**Working data**
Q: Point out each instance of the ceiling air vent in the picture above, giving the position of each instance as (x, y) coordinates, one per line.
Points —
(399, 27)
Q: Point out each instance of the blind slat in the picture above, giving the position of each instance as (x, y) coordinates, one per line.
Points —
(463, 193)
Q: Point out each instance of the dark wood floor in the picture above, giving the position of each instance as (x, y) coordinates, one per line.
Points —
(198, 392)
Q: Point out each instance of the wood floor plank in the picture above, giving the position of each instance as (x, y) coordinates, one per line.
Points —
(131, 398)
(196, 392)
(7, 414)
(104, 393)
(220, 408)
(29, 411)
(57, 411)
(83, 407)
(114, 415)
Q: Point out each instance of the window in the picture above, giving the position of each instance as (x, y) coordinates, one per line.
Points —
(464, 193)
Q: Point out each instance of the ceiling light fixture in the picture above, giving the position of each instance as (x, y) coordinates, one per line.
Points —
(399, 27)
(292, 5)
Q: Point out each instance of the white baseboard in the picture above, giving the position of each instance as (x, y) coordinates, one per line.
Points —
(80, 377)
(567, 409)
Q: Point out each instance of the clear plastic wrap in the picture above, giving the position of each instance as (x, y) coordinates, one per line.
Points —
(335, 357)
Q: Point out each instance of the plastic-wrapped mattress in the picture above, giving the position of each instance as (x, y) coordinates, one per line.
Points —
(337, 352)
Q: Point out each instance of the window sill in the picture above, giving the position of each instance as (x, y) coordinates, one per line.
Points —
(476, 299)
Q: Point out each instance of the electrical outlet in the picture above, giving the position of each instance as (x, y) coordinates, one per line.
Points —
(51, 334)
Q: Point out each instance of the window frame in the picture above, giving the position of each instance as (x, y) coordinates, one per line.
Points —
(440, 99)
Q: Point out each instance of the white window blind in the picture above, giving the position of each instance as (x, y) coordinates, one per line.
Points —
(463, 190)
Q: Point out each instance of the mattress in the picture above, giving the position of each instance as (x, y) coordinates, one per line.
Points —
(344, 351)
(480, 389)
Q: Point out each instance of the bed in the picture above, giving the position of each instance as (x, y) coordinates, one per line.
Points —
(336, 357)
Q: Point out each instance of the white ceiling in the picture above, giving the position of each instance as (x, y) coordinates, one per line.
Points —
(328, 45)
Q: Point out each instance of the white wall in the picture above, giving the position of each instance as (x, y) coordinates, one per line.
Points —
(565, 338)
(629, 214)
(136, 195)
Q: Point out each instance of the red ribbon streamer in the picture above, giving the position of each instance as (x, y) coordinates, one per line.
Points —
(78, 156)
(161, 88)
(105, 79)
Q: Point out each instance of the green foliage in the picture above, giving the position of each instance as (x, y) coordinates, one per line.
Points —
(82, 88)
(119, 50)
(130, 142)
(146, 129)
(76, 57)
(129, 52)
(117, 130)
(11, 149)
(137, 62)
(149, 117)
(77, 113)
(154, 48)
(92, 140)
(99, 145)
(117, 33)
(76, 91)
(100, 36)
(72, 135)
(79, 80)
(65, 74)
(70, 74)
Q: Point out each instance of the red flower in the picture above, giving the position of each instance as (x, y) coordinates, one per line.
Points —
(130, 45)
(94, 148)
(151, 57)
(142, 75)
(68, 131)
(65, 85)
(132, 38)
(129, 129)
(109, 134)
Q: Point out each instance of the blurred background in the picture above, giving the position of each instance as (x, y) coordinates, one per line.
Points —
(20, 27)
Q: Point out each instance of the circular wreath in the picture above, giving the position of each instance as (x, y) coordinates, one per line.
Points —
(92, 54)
...
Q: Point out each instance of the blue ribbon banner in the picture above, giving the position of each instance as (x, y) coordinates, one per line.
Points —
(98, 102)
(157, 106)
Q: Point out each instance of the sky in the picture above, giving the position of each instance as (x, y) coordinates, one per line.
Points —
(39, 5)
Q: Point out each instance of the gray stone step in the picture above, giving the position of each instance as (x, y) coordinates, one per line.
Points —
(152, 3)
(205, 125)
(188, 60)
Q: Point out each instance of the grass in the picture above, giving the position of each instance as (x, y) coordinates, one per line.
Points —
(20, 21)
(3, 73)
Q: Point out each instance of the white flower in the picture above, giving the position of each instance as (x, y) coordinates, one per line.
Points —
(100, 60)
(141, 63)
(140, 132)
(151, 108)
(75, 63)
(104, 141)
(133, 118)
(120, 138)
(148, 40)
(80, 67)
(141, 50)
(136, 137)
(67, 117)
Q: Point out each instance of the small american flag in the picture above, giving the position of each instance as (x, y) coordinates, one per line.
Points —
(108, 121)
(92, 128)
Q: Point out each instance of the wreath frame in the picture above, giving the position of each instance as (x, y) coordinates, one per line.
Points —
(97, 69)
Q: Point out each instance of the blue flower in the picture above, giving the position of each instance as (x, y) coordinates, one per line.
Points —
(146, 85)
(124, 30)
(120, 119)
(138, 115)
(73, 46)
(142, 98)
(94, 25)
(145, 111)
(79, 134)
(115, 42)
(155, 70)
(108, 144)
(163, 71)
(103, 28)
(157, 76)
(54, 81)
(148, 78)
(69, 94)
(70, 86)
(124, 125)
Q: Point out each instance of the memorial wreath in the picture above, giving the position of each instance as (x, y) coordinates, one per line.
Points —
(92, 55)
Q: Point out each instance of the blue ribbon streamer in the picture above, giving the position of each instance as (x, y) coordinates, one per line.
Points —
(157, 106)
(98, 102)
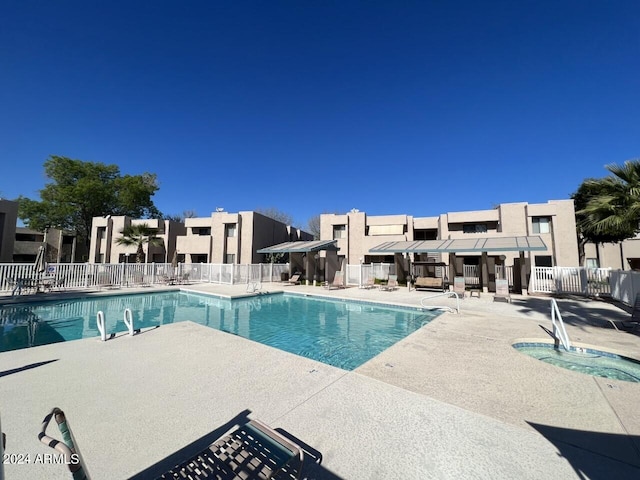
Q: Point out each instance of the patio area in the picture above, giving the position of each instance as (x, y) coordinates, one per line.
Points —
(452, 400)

**Problem details**
Would you quote everything above from the line containing "Q: Point out each instance of the plastic-wrapped" down to the line containing "Q: Point out each instance of the window sill"? Include both of those lines and nothing else.

**Reply**
Q: Point out each instance of the plastic-wrapped mattress in the picture above, giving the position of each instance as (x, y) coordinates, one per line.
Points —
(337, 352)
Q: Point out each instance of the window sill in the picture above, giving the position of each instance as (x, y) coordinates, one per line.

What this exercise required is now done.